- Problem statement:
Could the lines from the one with "Target: polished floor reflection" through the end of the listing be restated exactly, with nothing else included?

- Material for this exercise:
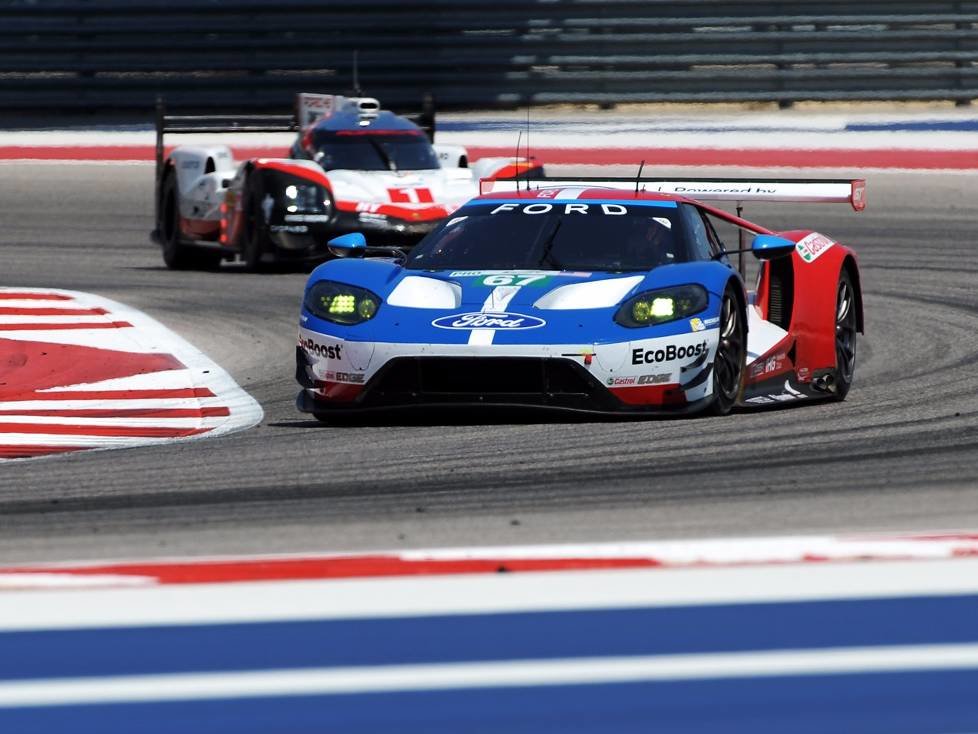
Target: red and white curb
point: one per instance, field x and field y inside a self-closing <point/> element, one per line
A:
<point x="484" y="580"/>
<point x="79" y="371"/>
<point x="674" y="555"/>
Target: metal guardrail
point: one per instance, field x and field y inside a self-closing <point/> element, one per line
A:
<point x="115" y="57"/>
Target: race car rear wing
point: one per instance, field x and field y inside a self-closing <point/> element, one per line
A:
<point x="739" y="190"/>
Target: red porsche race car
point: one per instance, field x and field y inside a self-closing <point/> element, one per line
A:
<point x="353" y="167"/>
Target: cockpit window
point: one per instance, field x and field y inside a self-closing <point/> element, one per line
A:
<point x="397" y="150"/>
<point x="554" y="235"/>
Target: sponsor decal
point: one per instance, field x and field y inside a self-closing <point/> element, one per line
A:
<point x="331" y="351"/>
<point x="667" y="353"/>
<point x="749" y="189"/>
<point x="357" y="378"/>
<point x="812" y="246"/>
<point x="788" y="395"/>
<point x="774" y="363"/>
<point x="588" y="357"/>
<point x="480" y="320"/>
<point x="660" y="379"/>
<point x="614" y="210"/>
<point x="518" y="274"/>
<point x="307" y="217"/>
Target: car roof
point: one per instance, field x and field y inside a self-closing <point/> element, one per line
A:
<point x="350" y="119"/>
<point x="581" y="193"/>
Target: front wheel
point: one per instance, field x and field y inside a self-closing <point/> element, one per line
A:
<point x="256" y="240"/>
<point x="731" y="357"/>
<point x="845" y="335"/>
<point x="177" y="255"/>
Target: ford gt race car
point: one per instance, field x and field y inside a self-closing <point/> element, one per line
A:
<point x="353" y="167"/>
<point x="610" y="296"/>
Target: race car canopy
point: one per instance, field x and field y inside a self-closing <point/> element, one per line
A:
<point x="815" y="191"/>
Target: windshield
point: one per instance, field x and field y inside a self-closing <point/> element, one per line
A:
<point x="559" y="235"/>
<point x="402" y="150"/>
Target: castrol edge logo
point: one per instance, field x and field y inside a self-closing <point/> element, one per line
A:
<point x="480" y="320"/>
<point x="812" y="246"/>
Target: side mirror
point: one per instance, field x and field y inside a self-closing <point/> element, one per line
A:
<point x="348" y="245"/>
<point x="769" y="247"/>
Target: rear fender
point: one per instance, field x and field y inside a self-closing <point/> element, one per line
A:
<point x="489" y="168"/>
<point x="816" y="265"/>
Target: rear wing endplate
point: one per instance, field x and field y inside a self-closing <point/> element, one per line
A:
<point x="739" y="190"/>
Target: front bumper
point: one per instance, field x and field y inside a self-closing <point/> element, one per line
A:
<point x="541" y="382"/>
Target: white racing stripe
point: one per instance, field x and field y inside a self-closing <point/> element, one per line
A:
<point x="413" y="596"/>
<point x="156" y="403"/>
<point x="118" y="420"/>
<point x="448" y="676"/>
<point x="55" y="319"/>
<point x="497" y="302"/>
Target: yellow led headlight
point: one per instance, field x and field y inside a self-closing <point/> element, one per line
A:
<point x="662" y="306"/>
<point x="341" y="303"/>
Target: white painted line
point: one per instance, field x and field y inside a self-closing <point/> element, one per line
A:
<point x="455" y="676"/>
<point x="157" y="403"/>
<point x="413" y="596"/>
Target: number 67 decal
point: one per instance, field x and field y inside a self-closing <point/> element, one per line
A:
<point x="520" y="280"/>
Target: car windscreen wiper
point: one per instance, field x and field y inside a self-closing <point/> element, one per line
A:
<point x="547" y="254"/>
<point x="384" y="155"/>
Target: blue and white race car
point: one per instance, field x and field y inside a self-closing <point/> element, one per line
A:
<point x="586" y="295"/>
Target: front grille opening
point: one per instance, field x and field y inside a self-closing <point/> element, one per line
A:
<point x="540" y="381"/>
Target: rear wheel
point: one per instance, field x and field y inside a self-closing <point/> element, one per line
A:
<point x="845" y="335"/>
<point x="728" y="366"/>
<point x="177" y="255"/>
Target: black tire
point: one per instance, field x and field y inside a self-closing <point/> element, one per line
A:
<point x="255" y="241"/>
<point x="731" y="356"/>
<point x="845" y="335"/>
<point x="177" y="255"/>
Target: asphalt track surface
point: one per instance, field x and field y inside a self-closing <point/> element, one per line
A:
<point x="900" y="453"/>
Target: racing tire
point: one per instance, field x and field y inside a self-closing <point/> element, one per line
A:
<point x="730" y="361"/>
<point x="177" y="255"/>
<point x="845" y="335"/>
<point x="255" y="240"/>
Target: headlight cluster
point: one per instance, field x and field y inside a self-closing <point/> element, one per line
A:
<point x="663" y="305"/>
<point x="306" y="198"/>
<point x="341" y="304"/>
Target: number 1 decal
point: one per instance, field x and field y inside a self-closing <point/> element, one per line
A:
<point x="409" y="195"/>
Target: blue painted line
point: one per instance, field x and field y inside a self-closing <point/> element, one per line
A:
<point x="488" y="637"/>
<point x="885" y="703"/>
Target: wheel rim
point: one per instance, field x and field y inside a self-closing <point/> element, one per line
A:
<point x="845" y="331"/>
<point x="169" y="223"/>
<point x="730" y="350"/>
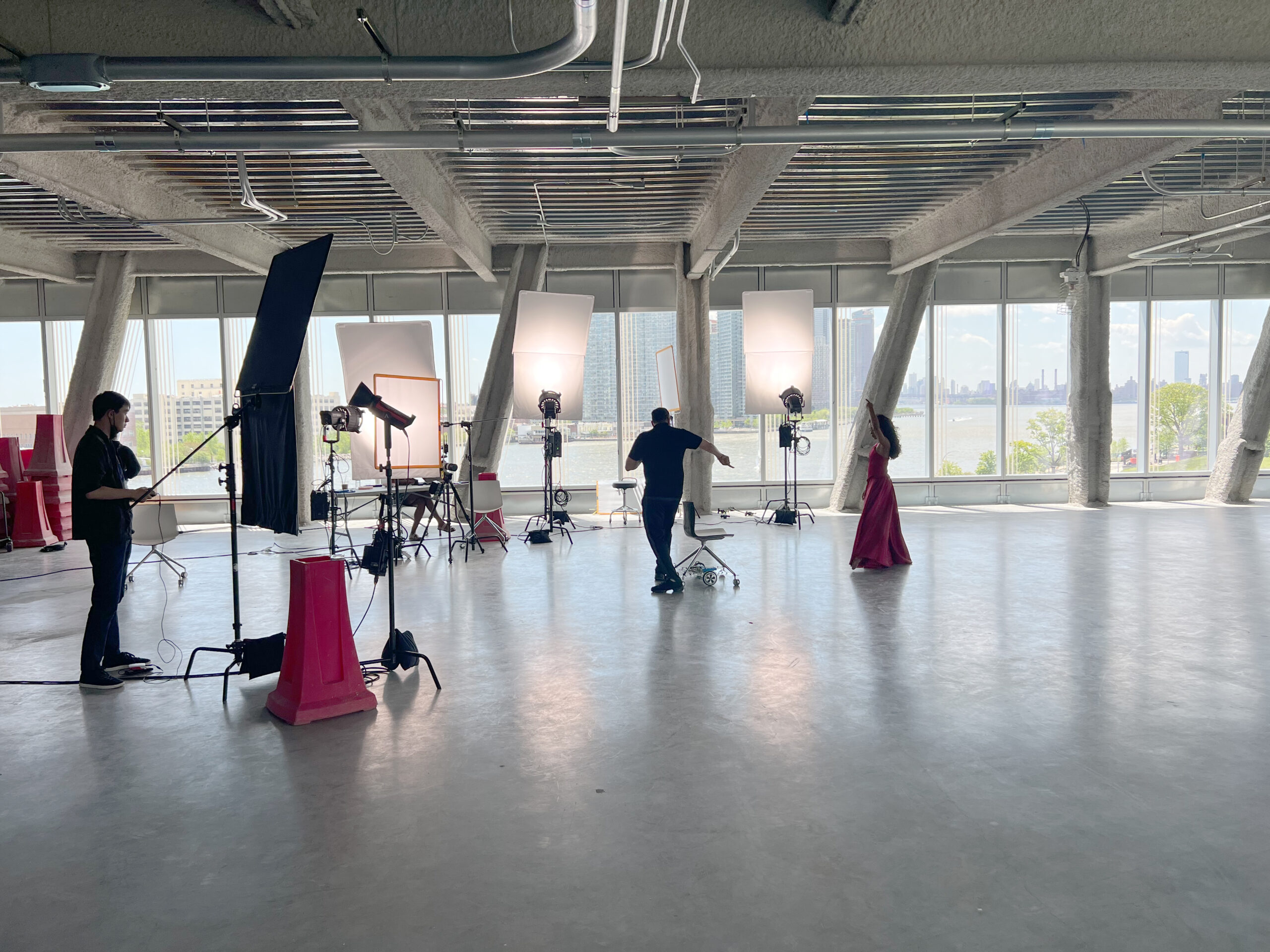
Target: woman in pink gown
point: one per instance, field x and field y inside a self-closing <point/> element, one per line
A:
<point x="879" y="542"/>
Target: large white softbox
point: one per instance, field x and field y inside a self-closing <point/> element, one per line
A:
<point x="667" y="379"/>
<point x="403" y="350"/>
<point x="549" y="352"/>
<point x="780" y="341"/>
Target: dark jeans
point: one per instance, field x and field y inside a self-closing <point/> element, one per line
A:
<point x="658" y="522"/>
<point x="102" y="633"/>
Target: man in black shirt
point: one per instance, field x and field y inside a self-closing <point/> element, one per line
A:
<point x="101" y="516"/>
<point x="661" y="450"/>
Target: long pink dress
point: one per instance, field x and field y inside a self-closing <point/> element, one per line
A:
<point x="879" y="542"/>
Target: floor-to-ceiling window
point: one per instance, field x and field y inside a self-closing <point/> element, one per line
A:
<point x="643" y="334"/>
<point x="1126" y="373"/>
<point x="736" y="433"/>
<point x="187" y="403"/>
<point x="1242" y="320"/>
<point x="130" y="380"/>
<point x="1179" y="420"/>
<point x="1037" y="389"/>
<point x="965" y="390"/>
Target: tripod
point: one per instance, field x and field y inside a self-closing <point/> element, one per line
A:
<point x="789" y="513"/>
<point x="334" y="503"/>
<point x="237" y="647"/>
<point x="394" y="653"/>
<point x="550" y="521"/>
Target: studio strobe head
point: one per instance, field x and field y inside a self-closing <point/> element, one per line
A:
<point x="549" y="403"/>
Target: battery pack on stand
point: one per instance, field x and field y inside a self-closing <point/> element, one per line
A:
<point x="320" y="674"/>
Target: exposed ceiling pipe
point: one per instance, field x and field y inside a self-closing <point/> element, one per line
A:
<point x="1166" y="249"/>
<point x="654" y="54"/>
<point x="684" y="50"/>
<point x="583" y="139"/>
<point x="91" y="73"/>
<point x="615" y="80"/>
<point x="250" y="200"/>
<point x="1246" y="189"/>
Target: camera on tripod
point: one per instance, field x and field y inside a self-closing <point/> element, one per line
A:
<point x="343" y="419"/>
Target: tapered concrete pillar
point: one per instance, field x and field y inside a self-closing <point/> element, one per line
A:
<point x="307" y="432"/>
<point x="697" y="408"/>
<point x="885" y="382"/>
<point x="1089" y="402"/>
<point x="101" y="343"/>
<point x="1239" y="457"/>
<point x="495" y="403"/>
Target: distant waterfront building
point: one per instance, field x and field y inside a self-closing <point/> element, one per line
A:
<point x="861" y="333"/>
<point x="600" y="381"/>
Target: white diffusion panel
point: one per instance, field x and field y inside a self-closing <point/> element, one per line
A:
<point x="667" y="379"/>
<point x="400" y="350"/>
<point x="780" y="341"/>
<point x="549" y="351"/>
<point x="417" y="451"/>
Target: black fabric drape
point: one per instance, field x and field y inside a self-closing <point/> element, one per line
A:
<point x="271" y="494"/>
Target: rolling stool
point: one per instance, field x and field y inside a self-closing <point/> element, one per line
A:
<point x="625" y="508"/>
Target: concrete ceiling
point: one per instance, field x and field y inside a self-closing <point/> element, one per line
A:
<point x="890" y="59"/>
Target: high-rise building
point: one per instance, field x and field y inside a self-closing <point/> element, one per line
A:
<point x="600" y="381"/>
<point x="1182" y="366"/>
<point x="822" y="361"/>
<point x="728" y="365"/>
<point x="861" y="332"/>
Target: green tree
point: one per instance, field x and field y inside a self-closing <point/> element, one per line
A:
<point x="1180" y="416"/>
<point x="1048" y="429"/>
<point x="1028" y="457"/>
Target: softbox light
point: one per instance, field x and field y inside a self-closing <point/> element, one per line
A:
<point x="549" y="352"/>
<point x="399" y="348"/>
<point x="667" y="379"/>
<point x="780" y="342"/>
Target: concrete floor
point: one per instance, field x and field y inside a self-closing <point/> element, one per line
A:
<point x="1049" y="733"/>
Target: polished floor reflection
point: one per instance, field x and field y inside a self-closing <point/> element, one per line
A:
<point x="1049" y="733"/>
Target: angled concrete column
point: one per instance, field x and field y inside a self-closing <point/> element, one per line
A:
<point x="495" y="403"/>
<point x="307" y="432"/>
<point x="1239" y="457"/>
<point x="697" y="409"/>
<point x="885" y="382"/>
<point x="101" y="343"/>
<point x="1089" y="402"/>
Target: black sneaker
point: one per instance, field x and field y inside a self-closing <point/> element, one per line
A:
<point x="124" y="660"/>
<point x="101" y="682"/>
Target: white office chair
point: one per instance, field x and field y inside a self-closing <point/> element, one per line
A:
<point x="488" y="499"/>
<point x="153" y="525"/>
<point x="704" y="536"/>
<point x="627" y="509"/>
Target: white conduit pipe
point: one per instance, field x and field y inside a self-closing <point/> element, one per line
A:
<point x="87" y="73"/>
<point x="654" y="54"/>
<point x="615" y="82"/>
<point x="583" y="139"/>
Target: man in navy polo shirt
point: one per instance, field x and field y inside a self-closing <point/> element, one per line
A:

- Complete output:
Target: polished floor reflection
point: one per instance, field x and field y inside a self-closing <point/> element, one per line
A:
<point x="1049" y="733"/>
Target: angled concrete column
point: one per instance, field x and field y inside a self-closing <point/> element, one per line
A:
<point x="495" y="403"/>
<point x="307" y="432"/>
<point x="1239" y="457"/>
<point x="697" y="409"/>
<point x="885" y="382"/>
<point x="101" y="343"/>
<point x="1089" y="402"/>
Target: black sneaker
point: one per instance, field x and field y inside a self-closing <point/> element, one per line
A:
<point x="124" y="660"/>
<point x="101" y="682"/>
Target: white office chair
point: one per instance, field x and field y inside a self-closing <point/> element, one per line
A:
<point x="488" y="499"/>
<point x="153" y="525"/>
<point x="704" y="536"/>
<point x="627" y="509"/>
Target: white conduit pipe
point: one per instance, field x and field y inside a self-closing <point/> element, one per line
A:
<point x="87" y="73"/>
<point x="654" y="54"/>
<point x="615" y="82"/>
<point x="583" y="139"/>
Target: man in navy polo shirt
point: one per instance, field x and field y inside a self-closing <point/> element, one per line
A:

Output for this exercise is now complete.